I came out as trans to my Russian mother, and now I’m afraid she might end her life
I (29 y.o.) was born in Saint Petersburg, Russia. I have always known I was a boy. Even though I was born a girl. The first time I remember thinking of myself as a boy is when I was 4 years old. This feeling has never left me. From 14 y.o to 17 I looked very androgynous and wore unisex clothes, so I was passing as a cis boy. All our neighbours thought my parents had a son. Whenever gendered as He in front of my parents, I had to awkwardly correct strangers and pretend to look disappointed. Many girls at school had a massive crush on me. My friends were calling me He, I had a different name I was using. I had a social media profile where I was posting as a guy who liked American alt rock, I built my own community based on that interest. I was lowkey popular, people thought me handsome. I had a cute girlfriend, we were in the same class, she loved me a lot, and we had sex all the time. \*But\* I was always afraid of what it would be like if people found out. And I was also more into boys. But no boy would want me the way I were (another boy). I had to “grow up” and try to fit in. I dated men but they abused me. As much as I tried to look like a proper girl I never fully succeeded and the attempts were making me miserable. People in Russia bullied me for looking masc, others who didn’t thought me a freak or mentally ill, very few actually accepted me.

++++++

* **Exercises**
[A] Rewrite the paragraph of the coming-out post that begins "I (29 y.o.) was born in Saint Petersburg" as a short bulleted list of its main facts.
[B] Write the next part of the coming-out post, picking up after its final sentence.

* **Material provided**
++++++

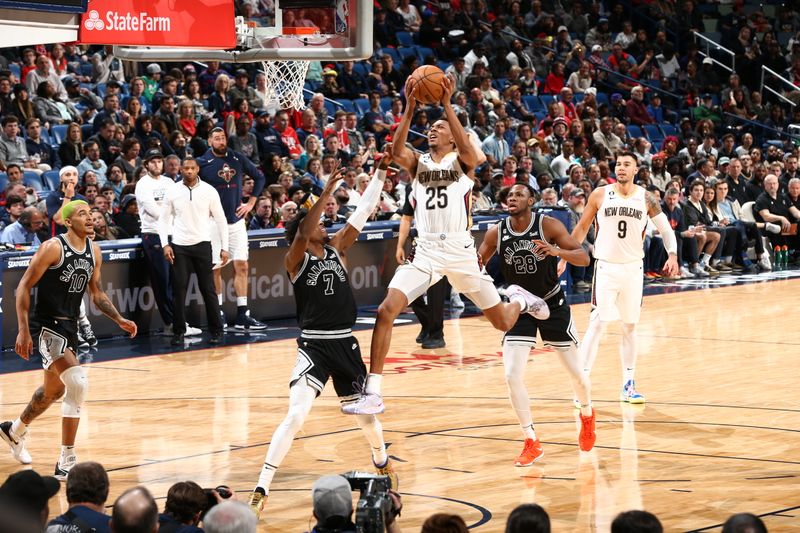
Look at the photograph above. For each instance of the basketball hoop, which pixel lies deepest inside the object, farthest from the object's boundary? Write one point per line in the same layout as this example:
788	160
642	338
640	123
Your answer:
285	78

++++++

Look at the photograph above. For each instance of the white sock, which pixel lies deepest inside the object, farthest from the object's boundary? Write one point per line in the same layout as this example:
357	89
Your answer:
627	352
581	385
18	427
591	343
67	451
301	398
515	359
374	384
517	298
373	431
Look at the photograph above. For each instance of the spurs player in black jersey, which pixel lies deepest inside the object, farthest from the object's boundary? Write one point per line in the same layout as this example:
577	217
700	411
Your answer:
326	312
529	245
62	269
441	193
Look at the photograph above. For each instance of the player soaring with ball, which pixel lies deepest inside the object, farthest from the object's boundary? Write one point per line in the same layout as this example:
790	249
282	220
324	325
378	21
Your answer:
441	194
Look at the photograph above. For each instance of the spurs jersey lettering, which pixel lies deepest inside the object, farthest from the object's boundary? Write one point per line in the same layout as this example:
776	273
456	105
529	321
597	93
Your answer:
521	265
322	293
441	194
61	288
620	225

++++++

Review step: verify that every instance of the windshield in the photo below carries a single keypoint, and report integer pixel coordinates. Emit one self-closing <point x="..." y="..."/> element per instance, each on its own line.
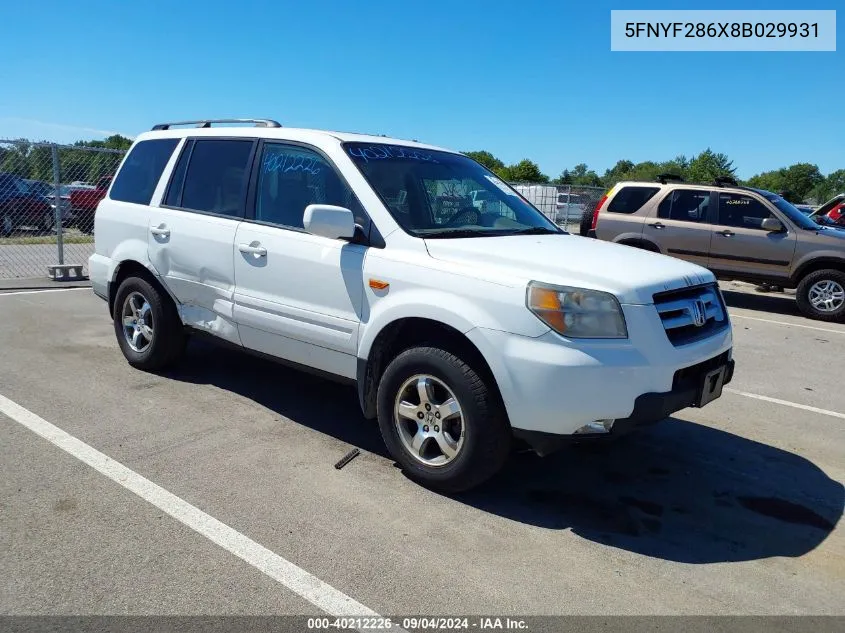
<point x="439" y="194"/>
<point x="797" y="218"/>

++++++

* **Response list**
[A]
- 29 years old, born in Saint Petersburg, Russia; born a girl but has always known to be a boy, first remembering this at age 4.
- From 14 to 17, looked androgynous, wore unisex clothes and passed as a cis boy; neighbors thought the parents had a son.
- Had to correct strangers in front of the parents and pretend to be disappointed.
- Friends used "he" and a different name; ran a social media profile as a guy into American alt rock and built a community around it.
- Was popular, seen as handsome, and had a girlfriend from the same class.
- Always feared being found out, and was more attracted to boys, but believed no boy would want another boy.
- Tried to "grow up" and fit in as a girl; dated men who were abusive.
- Never fully succeeded in looking like a proper girl, and trying made life miserable.
- In Russia, was bullied for looking masculine or seen as a freak or mentally ill; very few accepted this.

[B]
Years passed and I fulfilled my dream and moved to Europe, to Berlin. But the fear of being different and not being understood was still taking over the way I behaved, I still looked very androgynous but would try to make sure everyone thought of me as a girl with a masc style.
I’ve lived in Berlin for 5 years. And I know I can be openly non-binary or trans. I can get a top surgery and finally not have tits on top of my masculine physique with abs which I’m very proud of. All the guys who wanna date me are bi anyway.
My parents are still in Russia. They don’t speak English. I never go to Russia because it’s not safe for me as I had stated my political opinion very publicly in the past, and I have a friend who’s a russian fugitive, so I could be interrogated or detained if I cross the border, and this could harm me or my friend or both. I’m not in touch with my family except for my mum. We have video calls regularly and we meet in other countries once a year or two. She is very liberal for a Russian. I tell her everything. Except for well, me being trans.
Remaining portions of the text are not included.